## Objective 1
Please decide whether each statement below agrees with the course syllabus, answering yes or no and quoting the words of the syllabus that settle it. (a) The course is worth 3 credit hours. (b) Article reviews make up 20% of the grade. (c) Students should post the original article together with their review.

## Passage to read
Texas A&M University-Commerce
Department of Secondary and Higher Education
This course introduces students to the selection and use of computer-based media, multi-media, and conventional media, in the preparation of materials for instructional purposes. Special attention is given to computer hardware and software involved in computer-based media production, digital formatting technology, and multimedia production processes.
Prerequisite: ETEC 524 (Theories and Strategies of Computer Utilization) or permission of the instructor.
|Term:||Fall 2005||Credits:||3 hours|
|Location:||Sowers Education South – Room 123|
|Instructor:||Dr. Jason Lee Davis|
|Office:||Young Education North – Room 114|
|Office hours:||See website for current instructor schedule. Other times by appointment.|
Lever-Duffy, J., McDonald, J. B., & Mizell, A. P. (2003) Teaching
and learning with technology., 2nd ed.
Upon completion of the course the learner will be able to…
1. distinguish among message method and medium and identify the roles of media in the instructional process.
2. describe the steps involved in systematic planning for the use of media.
3. describe the roles of visuals in instruction, factors influencing encoding and decoding of visuals.
4. describe non-projected media and compare the advantages and limitations of non-projected visuals.
5. know the operations of projecting equipment (such as overhead projector, slide projector, LCD panel, multimedia projector, etc.).
6. identify digital file, image, sound, and video formats and describe their advantages, limitations, and applications.
7. describe non-computer-based audio/video formats and compare the characteristics, advantages, and limitations of these formats in instruction.
8. operate audio/video equipment (tape recorder, camcorder, etc.).
9. distinguish between CAI, CMI, CBT, and WBT.
10. identify appropriate file formats for creating computer-based multimedia as examples of using computer as a tool for instruction.
11. distinguish computer-based multimedia and interactive video.
12. describe characteristics of WANs, LANs, Internet, Intranet, network topologies.
13. describe how networks work and compare/contrast their characteristics, advantages, and limitations from an educational or training perspective.
14. demonstrate familiarity with distance education and its different telecommunication systems, especially two-way interactive compressed video.
Article Reviews – 15%: Students are required to identify and review three (3) journal articles directly related to the stated goals and objectives of the course. The student will select three different objectives, from those listed above, as topics for the articles for review. Reviews should be comprehensive, in your own words, and must demonstrate appropriate writing skills. The source of the article reviewed MUST be cited completely and the objective addressed must be identified. Do not post the original article. Reviews must be posted in the identified Discussion/Groups section in the online courseware for group discussion by the day/time indicated. Credit will be based on inclusion of required information as well as quality of review and personal analysis.
Follow-up Discussions/Responses – 10%: Each student is required to participate in self-directed, on-line discussion groups focusing on the article reviews. On-line discussions will be organized in groups for each of the three rounds of reviews. One student in each group must submit a follow-up, reflection report to the instructor in each of the three rounds of reviews. Each group member must submit at least one report during the semester. The follow-up must address the specific articles reviewed AND a identify topics brought out in the group’s on-line discussion regarding that round of articles. Discussions may include articles reviewed by members of any group. Discussion logs will be examined by the instructor to verify full and active participation by all group members. Credit will be based on quality and thoughtfulness of contributions and responses, both in on-line discussions and postings, and on reflection report submissions.

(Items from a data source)

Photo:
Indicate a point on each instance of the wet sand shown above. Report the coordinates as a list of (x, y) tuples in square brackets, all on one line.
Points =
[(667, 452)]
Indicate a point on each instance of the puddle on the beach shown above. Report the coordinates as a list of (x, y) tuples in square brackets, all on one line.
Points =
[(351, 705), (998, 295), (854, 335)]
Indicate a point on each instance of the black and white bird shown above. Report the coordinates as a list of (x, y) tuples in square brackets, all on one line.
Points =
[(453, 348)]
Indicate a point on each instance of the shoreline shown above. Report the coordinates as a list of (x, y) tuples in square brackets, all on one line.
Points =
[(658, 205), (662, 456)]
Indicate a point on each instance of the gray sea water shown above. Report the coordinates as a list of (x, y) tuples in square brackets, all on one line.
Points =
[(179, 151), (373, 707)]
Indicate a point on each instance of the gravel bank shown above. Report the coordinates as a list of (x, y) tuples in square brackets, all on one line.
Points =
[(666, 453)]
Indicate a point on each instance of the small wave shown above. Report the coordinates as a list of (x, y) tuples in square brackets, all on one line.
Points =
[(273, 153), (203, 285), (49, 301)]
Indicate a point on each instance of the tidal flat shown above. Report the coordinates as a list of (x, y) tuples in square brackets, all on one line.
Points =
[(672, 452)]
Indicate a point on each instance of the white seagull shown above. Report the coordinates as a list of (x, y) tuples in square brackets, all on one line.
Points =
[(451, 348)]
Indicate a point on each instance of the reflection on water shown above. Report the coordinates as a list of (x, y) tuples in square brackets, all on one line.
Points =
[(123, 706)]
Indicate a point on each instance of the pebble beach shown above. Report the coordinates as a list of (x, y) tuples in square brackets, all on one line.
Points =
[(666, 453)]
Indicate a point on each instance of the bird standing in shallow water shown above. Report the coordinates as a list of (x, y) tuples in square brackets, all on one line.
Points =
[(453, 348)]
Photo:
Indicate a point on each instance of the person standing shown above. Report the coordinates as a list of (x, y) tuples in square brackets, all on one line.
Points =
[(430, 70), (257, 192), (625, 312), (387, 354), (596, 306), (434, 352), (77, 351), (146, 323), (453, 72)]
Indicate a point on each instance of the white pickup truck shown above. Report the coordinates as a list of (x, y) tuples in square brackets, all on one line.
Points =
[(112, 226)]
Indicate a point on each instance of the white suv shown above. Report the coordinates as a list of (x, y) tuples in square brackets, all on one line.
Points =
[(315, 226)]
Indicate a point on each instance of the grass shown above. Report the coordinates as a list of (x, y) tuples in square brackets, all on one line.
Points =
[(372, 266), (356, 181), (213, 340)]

## Objective 2
Rewrite the entries from the line with "Indicate a point on each instance of the white seagull" up to and including the line with "[(451, 348)]", replacing "seagull" with "gull" and keeping everything else the same.

## Result 1
(a) Yes: "Credits:||3 hours"
(b) No: "Article Reviews – 15%"
(c) No: "Do not post the original article."

## Result 2
Indicate a point on each instance of the white gull shown above. Report the coordinates as a list of (x, y) tuples in square brackets, all on one line.
Points =
[(451, 348)]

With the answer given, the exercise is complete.